→ **PROVIDED INFORMATION**:
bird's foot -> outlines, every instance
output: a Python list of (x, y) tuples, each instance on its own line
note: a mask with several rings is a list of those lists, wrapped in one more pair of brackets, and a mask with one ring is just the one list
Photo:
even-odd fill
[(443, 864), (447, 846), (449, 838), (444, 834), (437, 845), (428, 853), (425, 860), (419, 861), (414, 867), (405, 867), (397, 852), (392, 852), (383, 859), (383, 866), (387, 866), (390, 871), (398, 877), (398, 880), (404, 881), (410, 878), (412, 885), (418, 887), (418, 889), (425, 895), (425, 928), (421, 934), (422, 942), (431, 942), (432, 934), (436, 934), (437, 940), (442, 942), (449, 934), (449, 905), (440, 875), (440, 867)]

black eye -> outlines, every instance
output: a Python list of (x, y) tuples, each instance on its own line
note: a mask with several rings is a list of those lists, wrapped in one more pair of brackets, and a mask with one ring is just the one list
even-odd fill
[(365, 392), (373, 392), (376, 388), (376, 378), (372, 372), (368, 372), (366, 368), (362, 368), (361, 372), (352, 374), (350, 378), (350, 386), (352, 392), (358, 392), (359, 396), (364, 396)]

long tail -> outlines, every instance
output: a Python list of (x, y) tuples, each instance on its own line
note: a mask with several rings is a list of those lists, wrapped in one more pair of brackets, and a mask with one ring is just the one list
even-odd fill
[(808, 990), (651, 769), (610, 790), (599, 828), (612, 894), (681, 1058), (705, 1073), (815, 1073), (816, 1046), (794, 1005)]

→ **DIRECTION**: Reproduce all of the data above, line for line and with no changes.

→ **COMPLETE ANSWER**:
bird's foot -> outlines, every instance
output: a Python list of (x, y) tuples, each instance on its own line
note: a mask with several rings is a list of those lists, wrapped in one more pair of brackets, and a mask with one ring is just the one list
Photo:
even-odd fill
[(443, 864), (447, 846), (449, 838), (444, 834), (437, 845), (428, 853), (425, 860), (419, 861), (414, 867), (405, 867), (397, 852), (392, 852), (383, 859), (383, 866), (387, 866), (390, 871), (398, 877), (398, 880), (404, 881), (410, 878), (412, 885), (418, 887), (418, 889), (425, 895), (425, 928), (421, 934), (422, 942), (431, 942), (432, 934), (436, 934), (437, 940), (442, 942), (449, 934), (449, 905), (440, 875), (440, 867)]

black eye -> outlines, every instance
output: a Python list of (x, y) tuples, each instance on its own line
note: a mask with several rings is a list of those lists, wrapped in one more pair of brackets, and a mask with one ring is just the one list
even-odd fill
[(365, 392), (373, 392), (376, 388), (376, 378), (372, 372), (368, 372), (366, 368), (362, 368), (361, 372), (352, 374), (350, 378), (350, 386), (352, 392), (358, 392), (359, 396), (364, 396)]

long tail -> outlines, every instance
output: a Python list of (x, y) tuples, each instance on its own line
note: a mask with several rings is a list of those lists, wrapped in one more pair of brackets, and a mask with one ring is just the one list
even-odd fill
[(808, 990), (651, 769), (610, 790), (599, 828), (612, 894), (681, 1058), (705, 1073), (815, 1073), (816, 1046), (794, 1005)]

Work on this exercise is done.